▸ MATERIAL FOR THE TASK
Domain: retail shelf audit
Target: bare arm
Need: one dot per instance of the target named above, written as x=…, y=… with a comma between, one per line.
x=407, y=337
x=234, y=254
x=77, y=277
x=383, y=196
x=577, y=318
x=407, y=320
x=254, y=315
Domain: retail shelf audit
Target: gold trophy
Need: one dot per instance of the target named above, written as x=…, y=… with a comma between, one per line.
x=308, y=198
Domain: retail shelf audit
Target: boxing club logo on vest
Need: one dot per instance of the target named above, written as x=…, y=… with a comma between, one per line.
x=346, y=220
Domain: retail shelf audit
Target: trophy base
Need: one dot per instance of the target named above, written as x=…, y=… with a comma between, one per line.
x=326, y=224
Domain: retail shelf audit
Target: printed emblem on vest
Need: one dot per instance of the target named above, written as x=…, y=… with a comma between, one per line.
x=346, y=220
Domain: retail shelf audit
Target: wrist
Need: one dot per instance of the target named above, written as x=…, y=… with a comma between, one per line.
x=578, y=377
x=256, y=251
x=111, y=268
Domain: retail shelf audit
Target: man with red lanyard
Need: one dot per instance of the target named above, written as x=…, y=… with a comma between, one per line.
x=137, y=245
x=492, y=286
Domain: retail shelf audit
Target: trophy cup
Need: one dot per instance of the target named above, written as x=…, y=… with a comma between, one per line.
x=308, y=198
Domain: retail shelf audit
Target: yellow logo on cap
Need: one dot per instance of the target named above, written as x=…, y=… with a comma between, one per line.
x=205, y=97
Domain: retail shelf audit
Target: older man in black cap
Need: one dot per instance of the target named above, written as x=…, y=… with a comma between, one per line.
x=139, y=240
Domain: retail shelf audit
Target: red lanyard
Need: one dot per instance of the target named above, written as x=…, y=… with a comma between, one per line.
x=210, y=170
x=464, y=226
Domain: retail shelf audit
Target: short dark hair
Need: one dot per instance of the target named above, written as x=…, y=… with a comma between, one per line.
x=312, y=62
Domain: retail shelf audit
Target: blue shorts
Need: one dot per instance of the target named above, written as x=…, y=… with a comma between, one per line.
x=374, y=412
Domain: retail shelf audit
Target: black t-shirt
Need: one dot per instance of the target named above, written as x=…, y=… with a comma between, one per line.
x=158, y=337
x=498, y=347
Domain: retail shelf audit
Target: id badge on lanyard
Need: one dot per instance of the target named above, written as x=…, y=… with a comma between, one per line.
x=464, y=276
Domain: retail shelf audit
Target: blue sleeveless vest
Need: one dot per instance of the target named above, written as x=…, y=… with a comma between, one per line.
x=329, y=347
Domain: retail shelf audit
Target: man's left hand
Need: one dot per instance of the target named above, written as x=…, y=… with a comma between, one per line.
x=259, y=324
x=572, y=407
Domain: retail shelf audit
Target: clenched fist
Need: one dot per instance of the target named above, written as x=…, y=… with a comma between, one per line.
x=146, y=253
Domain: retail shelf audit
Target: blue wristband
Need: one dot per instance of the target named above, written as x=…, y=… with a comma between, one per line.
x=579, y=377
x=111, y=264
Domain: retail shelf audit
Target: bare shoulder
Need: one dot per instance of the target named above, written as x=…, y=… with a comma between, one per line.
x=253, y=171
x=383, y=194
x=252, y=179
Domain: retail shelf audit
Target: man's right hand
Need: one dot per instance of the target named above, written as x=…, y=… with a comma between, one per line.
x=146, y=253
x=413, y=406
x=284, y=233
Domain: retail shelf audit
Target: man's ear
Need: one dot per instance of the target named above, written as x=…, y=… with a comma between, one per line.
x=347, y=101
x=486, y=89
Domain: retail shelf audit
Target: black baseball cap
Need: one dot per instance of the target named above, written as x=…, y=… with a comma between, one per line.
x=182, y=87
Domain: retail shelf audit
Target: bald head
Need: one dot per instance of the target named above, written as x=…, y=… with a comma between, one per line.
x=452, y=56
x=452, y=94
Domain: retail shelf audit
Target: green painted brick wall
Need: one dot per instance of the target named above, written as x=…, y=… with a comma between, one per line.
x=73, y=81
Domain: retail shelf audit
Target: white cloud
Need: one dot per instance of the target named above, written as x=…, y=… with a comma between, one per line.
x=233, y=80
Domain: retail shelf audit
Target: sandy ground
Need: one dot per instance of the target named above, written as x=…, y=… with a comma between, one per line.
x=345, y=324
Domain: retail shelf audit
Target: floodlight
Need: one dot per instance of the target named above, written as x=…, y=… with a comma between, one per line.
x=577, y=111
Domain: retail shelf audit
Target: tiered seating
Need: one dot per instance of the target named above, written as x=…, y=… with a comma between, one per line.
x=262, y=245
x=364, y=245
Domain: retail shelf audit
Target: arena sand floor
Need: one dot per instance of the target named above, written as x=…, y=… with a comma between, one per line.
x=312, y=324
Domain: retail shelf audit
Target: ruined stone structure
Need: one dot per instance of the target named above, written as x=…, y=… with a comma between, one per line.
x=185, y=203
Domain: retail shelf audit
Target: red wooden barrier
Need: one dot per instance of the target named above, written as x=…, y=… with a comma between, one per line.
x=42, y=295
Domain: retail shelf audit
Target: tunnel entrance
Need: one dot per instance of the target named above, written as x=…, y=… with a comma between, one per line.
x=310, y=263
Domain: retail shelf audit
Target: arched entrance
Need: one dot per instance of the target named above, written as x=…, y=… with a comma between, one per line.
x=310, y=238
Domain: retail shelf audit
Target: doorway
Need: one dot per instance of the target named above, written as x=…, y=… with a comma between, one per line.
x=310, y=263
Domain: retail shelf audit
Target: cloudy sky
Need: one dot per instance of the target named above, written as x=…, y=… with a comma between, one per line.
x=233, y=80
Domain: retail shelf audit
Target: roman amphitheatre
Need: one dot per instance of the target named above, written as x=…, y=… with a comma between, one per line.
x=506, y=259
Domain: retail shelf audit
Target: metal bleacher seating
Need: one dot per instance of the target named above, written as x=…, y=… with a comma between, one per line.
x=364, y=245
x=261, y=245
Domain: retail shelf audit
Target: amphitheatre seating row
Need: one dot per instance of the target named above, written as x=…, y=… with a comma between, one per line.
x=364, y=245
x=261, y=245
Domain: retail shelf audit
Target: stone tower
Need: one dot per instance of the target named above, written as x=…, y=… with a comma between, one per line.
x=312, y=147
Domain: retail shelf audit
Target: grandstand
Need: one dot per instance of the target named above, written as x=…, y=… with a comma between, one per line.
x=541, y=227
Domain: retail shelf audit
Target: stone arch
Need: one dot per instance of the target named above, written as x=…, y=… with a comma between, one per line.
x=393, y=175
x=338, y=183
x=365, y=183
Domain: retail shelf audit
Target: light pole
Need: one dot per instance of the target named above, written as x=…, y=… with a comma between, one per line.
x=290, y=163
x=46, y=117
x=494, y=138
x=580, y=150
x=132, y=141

▸ PROBLEM REQUIREMENTS
Please show each line in the records above that contains "amphitheatre".

▸ RESPONSE BOX
Target: roman amphitheatre
Target: amphitheatre seating row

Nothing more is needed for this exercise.